- **DOCUMENT**:
= = = = = = =

Scale and simplify ML workload monitoring on Amazon EKS with AWS Neuro …

Amazon Web Services is excited to announce the launch of the AWS Neuron Monitor container, an innovative tool designed to enhance the monitoring capabilities of AWS Inferentia and AWS Trainium chips on Amazon Elastic Kubernetes Service (Amazon EKS). This solution simplifies the integration of advanced monitoring tools such as Prometheus and Grafana, enabling you to set up and manage your machine learning (ML) workflows with AWS AI Chips. With the new Neuron Monitor container, you can visualize and optimize the performance of your ML applications, all within a familiar Kubernetes environment. The Neuron Monitor container can also run on Amazon Elastic Container Service (Amazon ECS), but for the purpose of this post, we primarily discuss Amazon EKS deployment.
In addition to the Neuron Monitor container, the release of CloudWatch Container Insights (for Neuron) provides further benefits. This extension provides a robust monitoring solution, offering deeper insights and analytics tailored specifically for Neuron-based applications. With Container Insights, you can now access more granular data and comprehensive analytics, making it effortless for developers to maintain high performance and operational health of their ML workloads.
Solution overview
The Neuron Monitor container solution provides a comprehensive monitoring framework for ML workloads on Amazon EKS, using the power of Neuron Monitor in conjunction with industry-standard tools like Prometheus, Grafana, and Amazon CloudWatch. By deploying the Neuron Monitor DaemonSet across EKS nodes, developers can collect and analyze performance metrics from ML workload pods.
In one flow, metrics gathered by Neuron Monitor are integrated with Prometheus, which is configured using a Helm chart for scalability and ease of management. These metrics are then visualized through Grafana, offering you detailed insights into your applications’ performance for effective troubleshooting and optimization.
Alternatively, metrics can also be directed to CloudWatch through the CloudWatch Observability EKS add-on or a Helm chart for a deeper integration with AWS services in a single step. The add-on helps automatically discover critical health metrics from the AWS Trainium and AWS Inferentia chips in the Amazon EC2 Trn1 and Amazon EC2 Inf2 instances, as well as from Elastic Fabric Adapter, the network interface for EC2 instances.. This integration can help you better understand the traffic impact on your distributed deep learning algorithms.
This architecture has many benefits:

Highly targeted and intentional monitoring on Container Insights
Real-time analytics and greater visibility into ML workload performance on Neuron
Native support for your existing Amazon EKS infrastructure

Neuron Monitor provides flexibility and depth in monitoring within the Kubernetes environment.
The following diagram illustrates the solution architecture:

Fig.1 Solution Architecture Diagram
In the following sections, we demonstrate how to use Container Insights for enhanced observability, and how to set up Prometheus and Grafana for this solution.
Configure Container Insights for enhanced observability
In this section, we walk through the steps to configure Container Insights.

= = = = = = =

- **RECORD EXTRACTS**:
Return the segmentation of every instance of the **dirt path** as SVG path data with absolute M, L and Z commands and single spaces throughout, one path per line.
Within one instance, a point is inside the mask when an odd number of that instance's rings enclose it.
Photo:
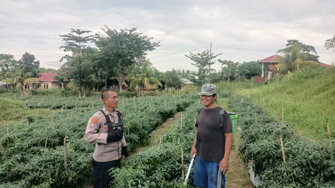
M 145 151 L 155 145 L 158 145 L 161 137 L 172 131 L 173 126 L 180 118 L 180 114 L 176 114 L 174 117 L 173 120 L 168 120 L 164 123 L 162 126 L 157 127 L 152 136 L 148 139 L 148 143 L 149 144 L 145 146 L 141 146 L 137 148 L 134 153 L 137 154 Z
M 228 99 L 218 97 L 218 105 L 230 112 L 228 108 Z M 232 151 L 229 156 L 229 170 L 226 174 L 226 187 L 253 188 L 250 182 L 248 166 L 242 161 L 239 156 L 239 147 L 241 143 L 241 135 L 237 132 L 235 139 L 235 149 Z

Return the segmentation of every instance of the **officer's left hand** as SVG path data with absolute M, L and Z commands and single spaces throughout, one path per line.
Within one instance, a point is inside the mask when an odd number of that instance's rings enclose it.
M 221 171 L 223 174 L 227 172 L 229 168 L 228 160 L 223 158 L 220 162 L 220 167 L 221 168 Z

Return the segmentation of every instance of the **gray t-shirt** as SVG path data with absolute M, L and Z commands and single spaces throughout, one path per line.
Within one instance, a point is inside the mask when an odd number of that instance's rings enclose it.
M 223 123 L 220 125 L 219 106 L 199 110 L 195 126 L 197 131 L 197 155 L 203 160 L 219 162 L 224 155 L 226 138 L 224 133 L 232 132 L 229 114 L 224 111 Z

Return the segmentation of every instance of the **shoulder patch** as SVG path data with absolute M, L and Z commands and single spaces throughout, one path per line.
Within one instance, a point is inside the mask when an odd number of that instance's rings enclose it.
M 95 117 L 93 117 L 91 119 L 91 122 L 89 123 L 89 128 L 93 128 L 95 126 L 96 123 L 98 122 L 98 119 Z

= = = = = = =

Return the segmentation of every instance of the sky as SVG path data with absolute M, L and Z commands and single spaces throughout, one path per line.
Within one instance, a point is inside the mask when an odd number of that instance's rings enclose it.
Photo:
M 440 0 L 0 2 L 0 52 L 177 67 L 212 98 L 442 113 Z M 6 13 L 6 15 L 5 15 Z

= = = = = = =

- **TASK REQUIREMENTS**:
[a] Output the passage of the Neuron Monitor article from "Fig.1 Solution Architecture" up to and including "configure Container Insights.", with no changes.
[b] Summarize the Neuron Monitor article in two sentences.
[c] Write the next part of the Neuron Monitor article, starting right after its final sentence.

- **TASK-BY-TASK OUTPUTS**:
[a]
Fig.1 Solution Architecture Diagram
In the following sections, we demonstrate how to use Container Insights for enhanced observability, and how to set up Prometheus and Grafana for this solution.
Configure Container Insights for enhanced observability
In this section, we walk through the steps to configure Container Insights.

[b] The AWS Neuron Monitor container improves monitoring of AWS Inferentia and AWS Trainium chips on Amazon EKS by simplifying integration with Prometheus and Grafana, and CloudWatch Container Insights (for Neuron) adds more granular data and analytics for Neuron-based applications. A Neuron Monitor DaemonSet deployed across EKS nodes collects performance metrics from ML workload pods, which can be sent to Prometheus and visualized in Grafana or sent to CloudWatch through the CloudWatch Observability EKS add-on or a Helm chart.

[c]
Set up the CloudWatch Observability EKS add-on
Refer to Install the Amazon CloudWatch Observability EKS add-on for instructions to create the amazon-cloudwatch-observability add-on in your EKS cluster. This process involves deploying the necessary resources for monitoring directly within CloudWatch.
After you set up the add-on, check the health of the add-on with the following command:

aws eks describe-addon –cluster-name <value> –addon-name amazon-cloudwatch-observability

The output should contain the following property value:

“status”: “ACTIVE”,

For details about confirming the output, see Retrieve addon version compatibility.
Once the add-on is active, you can then directly view metrics in Container Insights.
View CloudWatch metrics
Navigate to the Container Insights console, where you can visualize metrics and telemetry about your whole Amazon EKS environment, including your Neuron device metrics. The enhanced Container Insights page looks similar to the following screenshot, with the high-level summary of your clusters, along with kube-state and control-plane metrics. The Container Insights dashboard also shows cluster status and alarms. It uses predefined thresholds for CPU, memory, and NeuronCores to quickly identify which resources have higher consumption, and enables proactive actions to avoid performance impact.

Fig.2 CloudWatch Container Insights Dashboard
The out-of-the-box opinionated performance dashboards and troubleshooting UI enables you to see your Neuron metrics at multiple granularities from an aggregated cluster level to per-container level and per-NeuronCore level. With the Container Insights default configuration, you can also qualify and correlate your Neuron metrics against the other aspects of your infrastructure such as CPU, memory, disk, Elastic Fabric Adapter devices, and more.
When you navigate to any of the clusters based on their criticality, you can view the Performance monitoring dashboard, as shown in the following screenshot.

Fig.3 Performance Monitoring Dashboard Views
This monitoring dashboard provides various views to analyze performance, including:

Cluster-wide performance dashboard view – Provides an overview of resource utilization across the entire cluster
Node performance view – Visualizes metrics at the individual node level
Pod performance view – Focuses on pod-level metrics for CPU, memory, network, and so on
Container performance view – Drills down into utilization metrics for individual containers

This landing page has now been enhanced with Neuron metrics, including top 10 graphs, which helps you identify unhealthy components in your environments even without alarms and take proactive action before application performance is impacted. For a more in-depth analysis of what is delivered on this landing page, refer to Announcing Amazon CloudWatch Container Insights with Enhanced Observability for Amazon EKS on EC2.
Prometheus and Grafana
In this section, we walk through the steps to set up Prometheus and Grafana.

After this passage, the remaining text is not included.